%%
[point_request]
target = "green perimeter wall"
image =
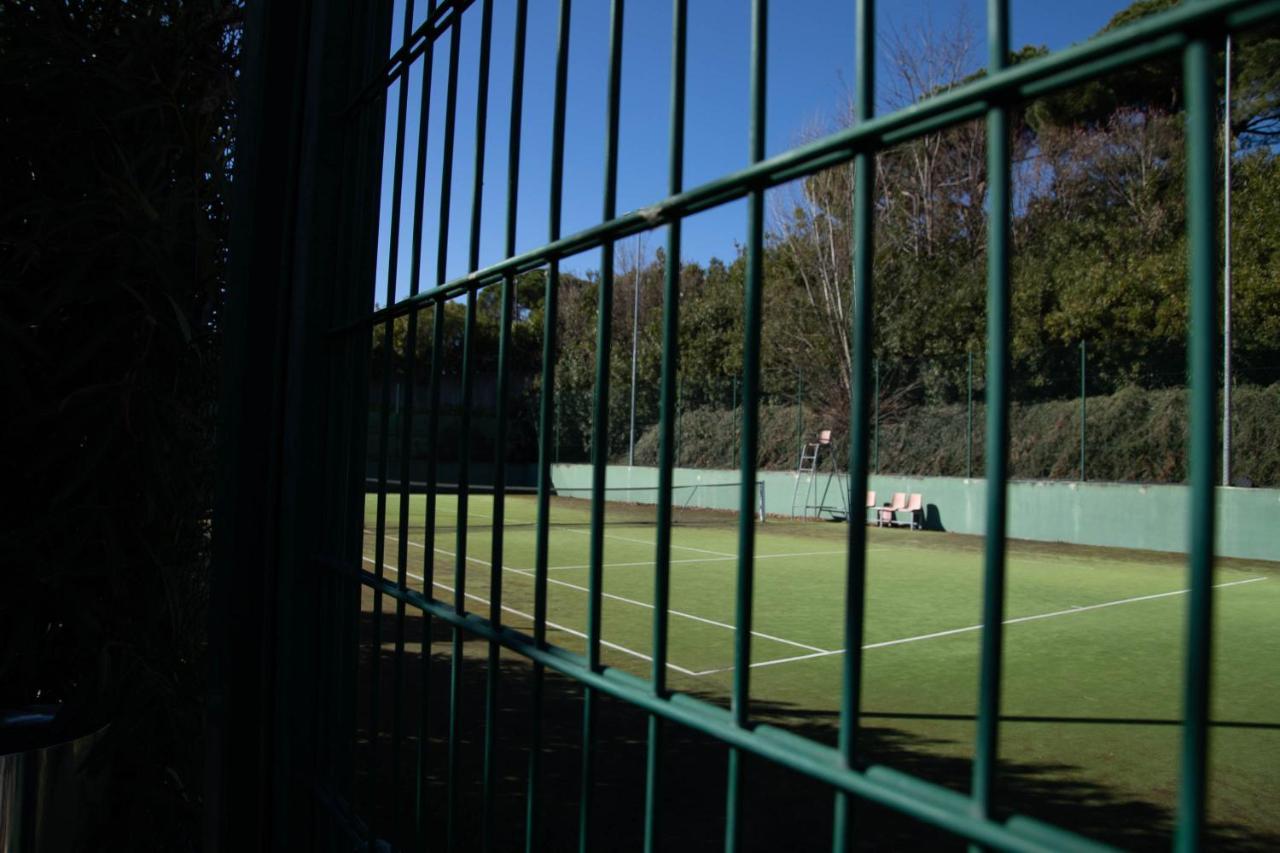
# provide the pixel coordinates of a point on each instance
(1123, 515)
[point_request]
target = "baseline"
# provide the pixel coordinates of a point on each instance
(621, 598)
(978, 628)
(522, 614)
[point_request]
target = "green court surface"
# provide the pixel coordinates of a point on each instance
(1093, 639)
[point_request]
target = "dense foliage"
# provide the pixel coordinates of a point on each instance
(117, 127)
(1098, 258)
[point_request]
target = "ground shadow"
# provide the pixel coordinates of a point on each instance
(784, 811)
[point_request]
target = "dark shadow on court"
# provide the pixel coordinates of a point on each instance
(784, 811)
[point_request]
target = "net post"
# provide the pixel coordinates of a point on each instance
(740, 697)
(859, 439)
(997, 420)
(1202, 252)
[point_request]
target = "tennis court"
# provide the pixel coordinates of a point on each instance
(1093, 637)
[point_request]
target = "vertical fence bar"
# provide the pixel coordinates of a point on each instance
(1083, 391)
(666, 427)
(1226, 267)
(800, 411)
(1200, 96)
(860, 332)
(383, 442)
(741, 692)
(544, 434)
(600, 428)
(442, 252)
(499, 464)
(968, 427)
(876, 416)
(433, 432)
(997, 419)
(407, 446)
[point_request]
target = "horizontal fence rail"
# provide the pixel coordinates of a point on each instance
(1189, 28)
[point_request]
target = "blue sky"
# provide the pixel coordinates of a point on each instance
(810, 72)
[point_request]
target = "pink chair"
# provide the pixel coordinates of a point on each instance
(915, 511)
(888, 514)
%%
%%
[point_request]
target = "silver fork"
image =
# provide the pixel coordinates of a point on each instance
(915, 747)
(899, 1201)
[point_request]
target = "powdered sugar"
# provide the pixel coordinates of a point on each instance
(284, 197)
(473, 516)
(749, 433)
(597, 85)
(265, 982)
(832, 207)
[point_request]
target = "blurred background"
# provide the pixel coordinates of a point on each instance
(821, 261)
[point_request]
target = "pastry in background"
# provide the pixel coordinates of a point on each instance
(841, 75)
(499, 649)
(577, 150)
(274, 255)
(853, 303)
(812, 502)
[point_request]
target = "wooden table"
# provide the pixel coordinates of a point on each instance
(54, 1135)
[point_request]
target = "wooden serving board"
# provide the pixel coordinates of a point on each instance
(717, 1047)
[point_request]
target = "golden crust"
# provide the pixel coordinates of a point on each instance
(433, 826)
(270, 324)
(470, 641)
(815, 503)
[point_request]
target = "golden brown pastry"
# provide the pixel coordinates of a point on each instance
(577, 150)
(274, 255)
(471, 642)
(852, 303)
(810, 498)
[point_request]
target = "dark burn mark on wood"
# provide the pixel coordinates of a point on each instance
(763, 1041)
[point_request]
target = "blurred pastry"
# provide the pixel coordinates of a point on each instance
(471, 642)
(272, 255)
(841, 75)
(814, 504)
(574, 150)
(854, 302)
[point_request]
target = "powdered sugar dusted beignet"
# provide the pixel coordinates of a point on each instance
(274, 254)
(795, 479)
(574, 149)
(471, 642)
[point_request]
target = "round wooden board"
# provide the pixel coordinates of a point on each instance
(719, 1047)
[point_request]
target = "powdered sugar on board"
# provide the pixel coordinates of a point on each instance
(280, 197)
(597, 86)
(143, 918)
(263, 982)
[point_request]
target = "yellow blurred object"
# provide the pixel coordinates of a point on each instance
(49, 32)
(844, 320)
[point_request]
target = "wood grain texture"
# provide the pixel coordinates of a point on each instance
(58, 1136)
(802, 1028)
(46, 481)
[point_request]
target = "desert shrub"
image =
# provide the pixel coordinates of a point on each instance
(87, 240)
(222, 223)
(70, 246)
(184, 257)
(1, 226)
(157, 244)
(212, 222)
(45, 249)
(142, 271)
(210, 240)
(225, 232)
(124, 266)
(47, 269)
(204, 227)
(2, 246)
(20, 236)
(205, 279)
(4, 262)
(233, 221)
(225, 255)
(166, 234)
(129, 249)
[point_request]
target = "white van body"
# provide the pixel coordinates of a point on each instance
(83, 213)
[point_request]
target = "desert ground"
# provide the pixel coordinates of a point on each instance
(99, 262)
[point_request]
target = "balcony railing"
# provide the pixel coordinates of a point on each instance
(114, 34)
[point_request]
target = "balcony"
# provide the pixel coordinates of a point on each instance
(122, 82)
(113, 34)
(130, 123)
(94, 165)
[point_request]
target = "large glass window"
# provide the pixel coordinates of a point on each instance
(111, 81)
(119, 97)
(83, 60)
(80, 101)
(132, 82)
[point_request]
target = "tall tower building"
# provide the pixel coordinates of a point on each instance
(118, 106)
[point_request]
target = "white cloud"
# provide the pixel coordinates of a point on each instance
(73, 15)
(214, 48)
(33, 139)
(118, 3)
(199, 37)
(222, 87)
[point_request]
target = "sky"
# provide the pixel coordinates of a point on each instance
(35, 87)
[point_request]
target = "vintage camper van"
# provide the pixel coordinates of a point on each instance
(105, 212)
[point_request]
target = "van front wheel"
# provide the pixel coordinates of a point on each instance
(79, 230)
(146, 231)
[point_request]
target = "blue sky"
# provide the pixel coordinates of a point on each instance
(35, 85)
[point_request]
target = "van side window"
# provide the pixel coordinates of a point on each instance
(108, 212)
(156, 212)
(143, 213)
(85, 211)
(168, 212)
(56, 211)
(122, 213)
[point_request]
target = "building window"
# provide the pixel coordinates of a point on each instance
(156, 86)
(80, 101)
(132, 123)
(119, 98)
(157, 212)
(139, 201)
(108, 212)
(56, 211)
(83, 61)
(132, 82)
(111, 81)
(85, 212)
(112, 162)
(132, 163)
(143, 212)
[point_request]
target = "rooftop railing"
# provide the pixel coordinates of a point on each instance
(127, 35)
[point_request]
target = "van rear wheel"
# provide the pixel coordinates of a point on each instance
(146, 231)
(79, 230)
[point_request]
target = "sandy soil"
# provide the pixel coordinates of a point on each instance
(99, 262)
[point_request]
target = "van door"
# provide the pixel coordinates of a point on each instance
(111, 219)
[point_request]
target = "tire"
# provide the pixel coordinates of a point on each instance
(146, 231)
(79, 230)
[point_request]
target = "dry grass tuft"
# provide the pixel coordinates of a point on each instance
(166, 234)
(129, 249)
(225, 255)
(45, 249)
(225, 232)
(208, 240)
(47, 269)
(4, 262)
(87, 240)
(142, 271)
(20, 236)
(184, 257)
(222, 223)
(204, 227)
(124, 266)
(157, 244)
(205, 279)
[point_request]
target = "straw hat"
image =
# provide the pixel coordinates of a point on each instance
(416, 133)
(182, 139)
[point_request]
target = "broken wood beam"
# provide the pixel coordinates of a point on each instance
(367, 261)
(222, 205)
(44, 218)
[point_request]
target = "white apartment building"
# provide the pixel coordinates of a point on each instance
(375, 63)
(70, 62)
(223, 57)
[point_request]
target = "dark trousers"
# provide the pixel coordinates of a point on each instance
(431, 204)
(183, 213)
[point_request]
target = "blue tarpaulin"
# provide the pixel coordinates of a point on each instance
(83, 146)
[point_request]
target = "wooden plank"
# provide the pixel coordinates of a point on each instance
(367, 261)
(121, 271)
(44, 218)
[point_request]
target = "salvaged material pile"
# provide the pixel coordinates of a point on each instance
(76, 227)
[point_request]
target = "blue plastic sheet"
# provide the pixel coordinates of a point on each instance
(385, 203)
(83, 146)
%%
%%
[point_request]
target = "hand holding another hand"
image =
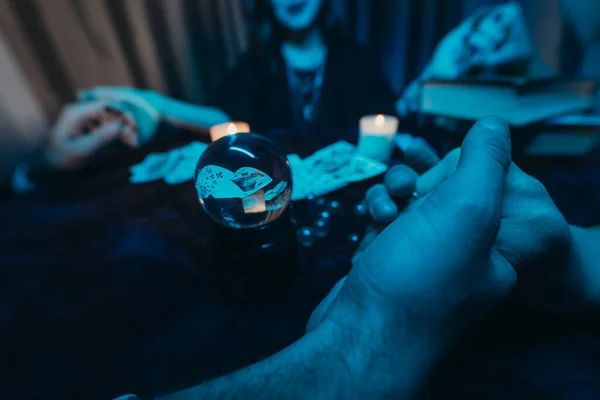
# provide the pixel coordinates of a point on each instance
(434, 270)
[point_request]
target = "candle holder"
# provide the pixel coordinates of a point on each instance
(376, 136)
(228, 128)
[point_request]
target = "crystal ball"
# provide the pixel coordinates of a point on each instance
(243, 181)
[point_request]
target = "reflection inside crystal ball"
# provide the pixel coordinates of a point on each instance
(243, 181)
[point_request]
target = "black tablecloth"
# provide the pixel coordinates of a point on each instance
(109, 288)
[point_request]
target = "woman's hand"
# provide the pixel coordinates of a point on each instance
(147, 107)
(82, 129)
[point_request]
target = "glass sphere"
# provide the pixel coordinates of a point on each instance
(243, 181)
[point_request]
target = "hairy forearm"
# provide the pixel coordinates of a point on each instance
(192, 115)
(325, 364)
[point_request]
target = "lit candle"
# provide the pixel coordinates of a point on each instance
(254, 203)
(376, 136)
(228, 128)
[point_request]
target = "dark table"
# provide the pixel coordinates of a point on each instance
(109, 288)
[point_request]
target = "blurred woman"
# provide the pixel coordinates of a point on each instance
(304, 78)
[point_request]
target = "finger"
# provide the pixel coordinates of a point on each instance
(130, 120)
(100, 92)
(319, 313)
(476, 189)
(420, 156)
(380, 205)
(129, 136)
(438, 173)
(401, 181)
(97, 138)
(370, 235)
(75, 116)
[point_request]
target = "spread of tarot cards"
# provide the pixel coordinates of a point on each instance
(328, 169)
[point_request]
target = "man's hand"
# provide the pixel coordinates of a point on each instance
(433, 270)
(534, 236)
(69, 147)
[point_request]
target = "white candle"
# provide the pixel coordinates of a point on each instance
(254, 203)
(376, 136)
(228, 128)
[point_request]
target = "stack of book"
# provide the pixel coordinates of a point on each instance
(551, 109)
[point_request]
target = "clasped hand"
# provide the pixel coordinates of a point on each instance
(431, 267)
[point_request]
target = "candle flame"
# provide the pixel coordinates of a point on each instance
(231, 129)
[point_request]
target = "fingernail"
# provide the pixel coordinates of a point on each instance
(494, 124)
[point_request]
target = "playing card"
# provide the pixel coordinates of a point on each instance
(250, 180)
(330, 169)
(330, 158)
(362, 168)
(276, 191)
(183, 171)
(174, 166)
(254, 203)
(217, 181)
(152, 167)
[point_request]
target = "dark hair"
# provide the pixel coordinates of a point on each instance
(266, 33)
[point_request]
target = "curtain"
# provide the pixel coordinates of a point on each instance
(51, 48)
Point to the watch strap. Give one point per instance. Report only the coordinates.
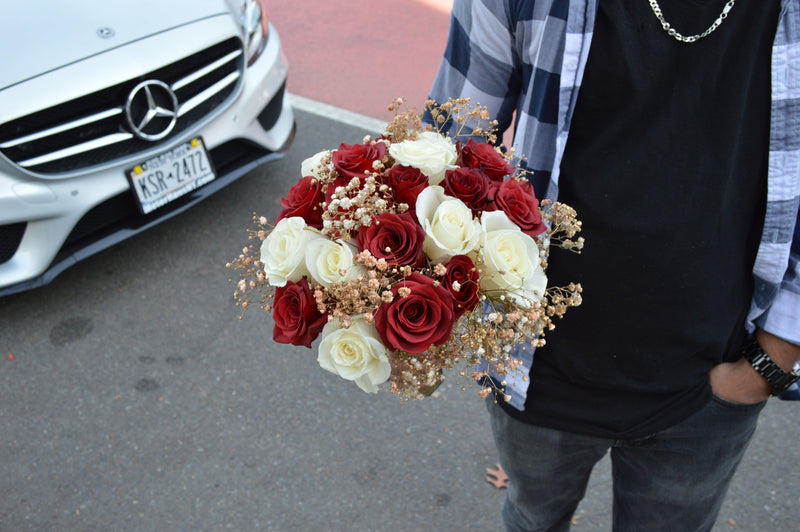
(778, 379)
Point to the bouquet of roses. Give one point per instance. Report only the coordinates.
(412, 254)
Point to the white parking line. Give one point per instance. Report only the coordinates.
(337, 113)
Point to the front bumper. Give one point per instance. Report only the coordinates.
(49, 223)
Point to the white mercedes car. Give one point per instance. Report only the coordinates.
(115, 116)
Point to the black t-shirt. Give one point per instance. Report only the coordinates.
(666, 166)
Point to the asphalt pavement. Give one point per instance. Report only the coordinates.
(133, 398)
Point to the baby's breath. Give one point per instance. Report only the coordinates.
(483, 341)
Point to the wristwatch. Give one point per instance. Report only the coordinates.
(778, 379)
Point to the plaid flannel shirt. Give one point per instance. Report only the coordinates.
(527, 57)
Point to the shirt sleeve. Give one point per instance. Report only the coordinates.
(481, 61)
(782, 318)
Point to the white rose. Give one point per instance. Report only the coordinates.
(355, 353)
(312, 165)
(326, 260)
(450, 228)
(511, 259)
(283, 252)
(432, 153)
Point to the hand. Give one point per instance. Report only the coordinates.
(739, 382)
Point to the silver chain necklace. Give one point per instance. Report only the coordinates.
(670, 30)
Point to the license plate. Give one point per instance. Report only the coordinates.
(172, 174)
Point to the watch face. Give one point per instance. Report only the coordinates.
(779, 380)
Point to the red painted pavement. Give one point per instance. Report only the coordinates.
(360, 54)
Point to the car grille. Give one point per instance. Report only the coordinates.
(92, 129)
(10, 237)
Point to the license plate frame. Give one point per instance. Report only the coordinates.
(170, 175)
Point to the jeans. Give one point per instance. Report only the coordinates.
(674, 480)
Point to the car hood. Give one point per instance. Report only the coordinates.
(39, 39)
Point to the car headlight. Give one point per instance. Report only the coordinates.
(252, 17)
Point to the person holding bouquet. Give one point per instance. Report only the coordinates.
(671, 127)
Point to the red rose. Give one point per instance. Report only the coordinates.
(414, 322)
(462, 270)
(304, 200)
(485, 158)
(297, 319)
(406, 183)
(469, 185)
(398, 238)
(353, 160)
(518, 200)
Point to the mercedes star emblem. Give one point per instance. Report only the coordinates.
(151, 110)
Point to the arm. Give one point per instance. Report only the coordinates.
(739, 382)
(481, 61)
%%
-- DIRECTIONS --
Please copy every line in the entries where "green" appears.

-- EXERCISE RESULT --
target = "green perimeter wall"
target = "green court surface"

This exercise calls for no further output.